# Exercise details:
Your reply should hold only the lines from the one containing "Tag the black athletic" to the final line of the listing below, restated word for word.

# Supplied records:

● ● ● ●

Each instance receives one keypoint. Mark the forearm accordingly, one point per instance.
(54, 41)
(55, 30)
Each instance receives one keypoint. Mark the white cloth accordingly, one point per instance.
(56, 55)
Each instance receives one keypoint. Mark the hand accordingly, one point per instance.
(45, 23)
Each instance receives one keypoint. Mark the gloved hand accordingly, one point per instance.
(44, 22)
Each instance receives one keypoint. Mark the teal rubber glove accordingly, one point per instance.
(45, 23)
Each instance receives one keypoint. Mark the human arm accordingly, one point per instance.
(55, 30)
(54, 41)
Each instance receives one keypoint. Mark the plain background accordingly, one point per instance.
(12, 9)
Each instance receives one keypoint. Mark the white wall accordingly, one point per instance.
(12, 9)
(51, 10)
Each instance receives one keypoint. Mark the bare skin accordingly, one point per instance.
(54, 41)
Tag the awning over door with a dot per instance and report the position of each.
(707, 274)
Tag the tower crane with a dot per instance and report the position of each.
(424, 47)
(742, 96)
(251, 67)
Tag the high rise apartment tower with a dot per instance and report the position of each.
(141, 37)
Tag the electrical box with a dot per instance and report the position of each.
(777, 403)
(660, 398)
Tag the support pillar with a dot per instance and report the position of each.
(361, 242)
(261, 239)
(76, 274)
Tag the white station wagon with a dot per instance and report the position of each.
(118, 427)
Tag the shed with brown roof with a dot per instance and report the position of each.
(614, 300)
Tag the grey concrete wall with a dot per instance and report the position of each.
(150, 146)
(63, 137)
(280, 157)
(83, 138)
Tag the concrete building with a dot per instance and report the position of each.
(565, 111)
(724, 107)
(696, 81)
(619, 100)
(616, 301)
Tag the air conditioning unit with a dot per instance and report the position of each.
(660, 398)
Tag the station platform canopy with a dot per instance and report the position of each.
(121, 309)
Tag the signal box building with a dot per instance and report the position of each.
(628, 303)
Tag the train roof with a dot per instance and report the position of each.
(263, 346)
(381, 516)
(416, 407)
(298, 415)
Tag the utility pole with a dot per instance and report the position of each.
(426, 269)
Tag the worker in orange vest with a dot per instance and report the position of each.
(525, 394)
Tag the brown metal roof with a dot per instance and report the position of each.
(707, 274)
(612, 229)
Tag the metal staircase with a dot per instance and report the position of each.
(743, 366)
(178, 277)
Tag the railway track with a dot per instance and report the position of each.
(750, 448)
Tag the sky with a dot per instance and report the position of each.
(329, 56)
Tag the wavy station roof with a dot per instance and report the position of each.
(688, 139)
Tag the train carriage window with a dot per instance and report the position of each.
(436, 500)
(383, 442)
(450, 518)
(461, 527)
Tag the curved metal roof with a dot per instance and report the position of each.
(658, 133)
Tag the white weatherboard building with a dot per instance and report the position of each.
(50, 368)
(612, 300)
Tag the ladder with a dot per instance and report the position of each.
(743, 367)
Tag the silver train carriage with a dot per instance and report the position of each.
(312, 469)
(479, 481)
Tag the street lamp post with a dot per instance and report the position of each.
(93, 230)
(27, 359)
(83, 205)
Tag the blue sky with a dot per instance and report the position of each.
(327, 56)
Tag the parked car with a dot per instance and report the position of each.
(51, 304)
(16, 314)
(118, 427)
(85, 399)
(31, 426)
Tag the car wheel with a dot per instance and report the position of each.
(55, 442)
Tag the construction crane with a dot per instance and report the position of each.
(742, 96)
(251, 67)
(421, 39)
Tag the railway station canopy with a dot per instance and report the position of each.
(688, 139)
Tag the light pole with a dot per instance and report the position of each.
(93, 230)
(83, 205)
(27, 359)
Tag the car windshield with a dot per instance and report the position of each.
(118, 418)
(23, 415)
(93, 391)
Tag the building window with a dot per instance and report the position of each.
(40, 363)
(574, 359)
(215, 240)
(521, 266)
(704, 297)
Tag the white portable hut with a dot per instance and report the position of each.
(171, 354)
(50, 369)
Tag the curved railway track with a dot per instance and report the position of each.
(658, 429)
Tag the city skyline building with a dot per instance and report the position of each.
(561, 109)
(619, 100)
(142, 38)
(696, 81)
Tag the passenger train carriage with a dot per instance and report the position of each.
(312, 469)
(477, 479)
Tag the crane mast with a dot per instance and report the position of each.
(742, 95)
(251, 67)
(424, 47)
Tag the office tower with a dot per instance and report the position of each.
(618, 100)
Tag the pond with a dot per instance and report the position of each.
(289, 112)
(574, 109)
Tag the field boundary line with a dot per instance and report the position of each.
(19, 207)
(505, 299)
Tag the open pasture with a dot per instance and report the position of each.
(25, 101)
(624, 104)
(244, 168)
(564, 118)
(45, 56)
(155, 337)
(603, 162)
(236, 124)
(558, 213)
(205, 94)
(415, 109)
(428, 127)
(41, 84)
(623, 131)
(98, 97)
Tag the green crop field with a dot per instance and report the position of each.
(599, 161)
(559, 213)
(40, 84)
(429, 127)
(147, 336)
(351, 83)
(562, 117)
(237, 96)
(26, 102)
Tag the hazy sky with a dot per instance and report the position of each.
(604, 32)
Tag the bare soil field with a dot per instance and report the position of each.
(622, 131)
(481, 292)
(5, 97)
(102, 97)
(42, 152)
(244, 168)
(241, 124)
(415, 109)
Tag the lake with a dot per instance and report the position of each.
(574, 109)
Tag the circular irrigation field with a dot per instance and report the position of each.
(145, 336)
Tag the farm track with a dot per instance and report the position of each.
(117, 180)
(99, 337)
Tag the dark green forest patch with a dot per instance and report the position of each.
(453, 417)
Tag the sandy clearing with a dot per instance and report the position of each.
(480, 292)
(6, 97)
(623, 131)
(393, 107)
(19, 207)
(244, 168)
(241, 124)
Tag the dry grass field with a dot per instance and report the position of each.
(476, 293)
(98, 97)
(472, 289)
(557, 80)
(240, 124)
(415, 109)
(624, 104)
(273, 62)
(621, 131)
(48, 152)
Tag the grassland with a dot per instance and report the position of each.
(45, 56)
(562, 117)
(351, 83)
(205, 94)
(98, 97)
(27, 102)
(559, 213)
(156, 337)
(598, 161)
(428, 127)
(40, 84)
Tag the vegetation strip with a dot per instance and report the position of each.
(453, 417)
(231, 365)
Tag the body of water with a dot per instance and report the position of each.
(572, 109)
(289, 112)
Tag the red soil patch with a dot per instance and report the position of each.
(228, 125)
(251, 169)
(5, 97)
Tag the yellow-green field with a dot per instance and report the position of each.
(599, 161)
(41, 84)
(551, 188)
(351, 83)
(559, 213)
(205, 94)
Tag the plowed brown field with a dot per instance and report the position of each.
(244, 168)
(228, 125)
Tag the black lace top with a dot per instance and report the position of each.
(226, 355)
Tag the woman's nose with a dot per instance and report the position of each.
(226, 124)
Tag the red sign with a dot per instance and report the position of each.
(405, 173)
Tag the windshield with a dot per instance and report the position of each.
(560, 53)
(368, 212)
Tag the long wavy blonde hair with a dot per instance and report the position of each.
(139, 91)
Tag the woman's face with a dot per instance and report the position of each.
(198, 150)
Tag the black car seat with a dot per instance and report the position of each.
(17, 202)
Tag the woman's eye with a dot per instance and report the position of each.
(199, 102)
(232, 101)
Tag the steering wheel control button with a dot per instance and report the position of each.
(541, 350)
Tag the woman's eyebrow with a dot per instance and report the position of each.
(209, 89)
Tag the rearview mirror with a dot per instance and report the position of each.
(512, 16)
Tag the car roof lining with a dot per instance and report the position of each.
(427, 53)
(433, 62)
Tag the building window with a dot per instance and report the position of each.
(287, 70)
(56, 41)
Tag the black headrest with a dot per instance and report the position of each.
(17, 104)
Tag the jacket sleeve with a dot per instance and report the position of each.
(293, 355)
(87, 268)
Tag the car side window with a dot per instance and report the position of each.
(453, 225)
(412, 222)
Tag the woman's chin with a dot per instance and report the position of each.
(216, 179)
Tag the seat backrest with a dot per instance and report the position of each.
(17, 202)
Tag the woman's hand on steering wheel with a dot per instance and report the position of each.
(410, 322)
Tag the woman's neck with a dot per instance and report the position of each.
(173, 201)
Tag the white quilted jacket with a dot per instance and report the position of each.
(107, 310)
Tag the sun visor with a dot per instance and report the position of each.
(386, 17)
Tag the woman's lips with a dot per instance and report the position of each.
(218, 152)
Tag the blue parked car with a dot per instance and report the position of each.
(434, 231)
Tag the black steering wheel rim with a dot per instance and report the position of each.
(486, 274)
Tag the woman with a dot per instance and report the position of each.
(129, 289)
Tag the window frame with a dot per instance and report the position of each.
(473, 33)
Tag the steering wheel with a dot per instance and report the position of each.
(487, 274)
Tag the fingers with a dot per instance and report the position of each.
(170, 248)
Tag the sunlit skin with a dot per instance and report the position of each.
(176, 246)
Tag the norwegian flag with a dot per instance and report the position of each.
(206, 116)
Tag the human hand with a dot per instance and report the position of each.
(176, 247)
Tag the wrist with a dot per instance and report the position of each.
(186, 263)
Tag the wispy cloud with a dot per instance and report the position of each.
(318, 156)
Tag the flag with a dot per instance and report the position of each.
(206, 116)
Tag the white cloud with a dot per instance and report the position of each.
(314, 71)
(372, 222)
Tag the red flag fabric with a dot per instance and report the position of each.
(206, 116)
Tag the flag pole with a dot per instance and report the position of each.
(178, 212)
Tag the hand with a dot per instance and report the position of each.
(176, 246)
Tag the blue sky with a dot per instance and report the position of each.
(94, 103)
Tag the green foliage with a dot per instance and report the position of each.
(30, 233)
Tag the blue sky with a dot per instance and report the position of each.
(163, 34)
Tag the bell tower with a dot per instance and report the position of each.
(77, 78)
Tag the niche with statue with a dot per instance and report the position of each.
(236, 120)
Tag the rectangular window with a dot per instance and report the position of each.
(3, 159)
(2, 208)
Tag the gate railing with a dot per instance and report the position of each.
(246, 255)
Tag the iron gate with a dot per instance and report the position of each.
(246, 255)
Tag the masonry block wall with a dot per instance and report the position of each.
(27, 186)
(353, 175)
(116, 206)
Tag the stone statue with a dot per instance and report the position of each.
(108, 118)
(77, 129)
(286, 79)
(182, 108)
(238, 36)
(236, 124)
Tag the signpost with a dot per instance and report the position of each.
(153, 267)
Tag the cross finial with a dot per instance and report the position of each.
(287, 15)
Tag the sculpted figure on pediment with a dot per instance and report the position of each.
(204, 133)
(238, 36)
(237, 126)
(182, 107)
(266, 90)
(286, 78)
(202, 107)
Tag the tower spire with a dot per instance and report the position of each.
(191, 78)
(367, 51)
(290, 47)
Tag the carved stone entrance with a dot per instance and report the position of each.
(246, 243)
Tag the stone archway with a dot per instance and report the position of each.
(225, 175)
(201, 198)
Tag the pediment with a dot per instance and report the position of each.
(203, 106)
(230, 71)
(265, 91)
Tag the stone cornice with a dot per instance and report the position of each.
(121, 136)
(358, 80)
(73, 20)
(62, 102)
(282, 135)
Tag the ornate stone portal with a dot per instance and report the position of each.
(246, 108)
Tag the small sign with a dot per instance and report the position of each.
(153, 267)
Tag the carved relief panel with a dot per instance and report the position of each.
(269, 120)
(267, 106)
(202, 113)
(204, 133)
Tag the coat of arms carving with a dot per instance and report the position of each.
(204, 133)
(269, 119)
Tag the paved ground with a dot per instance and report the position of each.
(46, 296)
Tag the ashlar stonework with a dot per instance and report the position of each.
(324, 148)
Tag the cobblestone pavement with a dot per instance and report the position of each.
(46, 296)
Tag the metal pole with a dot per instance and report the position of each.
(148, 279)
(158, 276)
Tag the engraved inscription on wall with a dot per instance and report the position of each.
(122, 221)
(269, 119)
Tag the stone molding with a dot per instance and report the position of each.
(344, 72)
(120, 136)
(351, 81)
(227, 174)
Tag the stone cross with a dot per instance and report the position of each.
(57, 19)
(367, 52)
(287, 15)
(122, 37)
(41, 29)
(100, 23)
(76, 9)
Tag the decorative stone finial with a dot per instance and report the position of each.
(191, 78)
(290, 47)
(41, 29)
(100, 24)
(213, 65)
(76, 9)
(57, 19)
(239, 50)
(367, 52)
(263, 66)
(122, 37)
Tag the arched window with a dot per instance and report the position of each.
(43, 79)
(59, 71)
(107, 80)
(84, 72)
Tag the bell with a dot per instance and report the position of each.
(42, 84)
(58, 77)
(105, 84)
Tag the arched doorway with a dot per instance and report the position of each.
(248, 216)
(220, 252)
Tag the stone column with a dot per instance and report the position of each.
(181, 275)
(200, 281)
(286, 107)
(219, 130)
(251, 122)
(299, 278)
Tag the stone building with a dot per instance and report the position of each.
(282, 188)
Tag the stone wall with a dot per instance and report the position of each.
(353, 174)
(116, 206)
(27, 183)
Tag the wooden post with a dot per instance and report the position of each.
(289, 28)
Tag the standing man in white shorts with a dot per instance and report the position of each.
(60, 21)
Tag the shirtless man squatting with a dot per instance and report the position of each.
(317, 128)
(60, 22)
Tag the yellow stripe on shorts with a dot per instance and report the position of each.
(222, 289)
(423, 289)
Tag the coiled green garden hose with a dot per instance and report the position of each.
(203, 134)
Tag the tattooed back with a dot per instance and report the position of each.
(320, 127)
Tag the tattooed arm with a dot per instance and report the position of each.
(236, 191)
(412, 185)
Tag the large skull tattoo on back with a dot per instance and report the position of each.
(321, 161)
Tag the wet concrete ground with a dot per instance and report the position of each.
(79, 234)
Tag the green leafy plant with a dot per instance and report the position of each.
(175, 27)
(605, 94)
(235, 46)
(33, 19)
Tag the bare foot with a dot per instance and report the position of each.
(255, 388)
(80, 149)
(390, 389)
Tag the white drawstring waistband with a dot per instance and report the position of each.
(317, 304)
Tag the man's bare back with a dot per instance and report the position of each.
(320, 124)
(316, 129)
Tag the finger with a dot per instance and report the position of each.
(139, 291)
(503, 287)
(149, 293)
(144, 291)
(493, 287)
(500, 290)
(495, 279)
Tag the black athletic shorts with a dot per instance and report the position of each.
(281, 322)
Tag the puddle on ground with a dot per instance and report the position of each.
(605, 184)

● ● ● ●

# Response for this exercise:
Tag the black athletic shorts with a dot per instance and report the position of each.
(281, 322)
Tag the puddle on ground with a dot per instance and report the position of each.
(605, 184)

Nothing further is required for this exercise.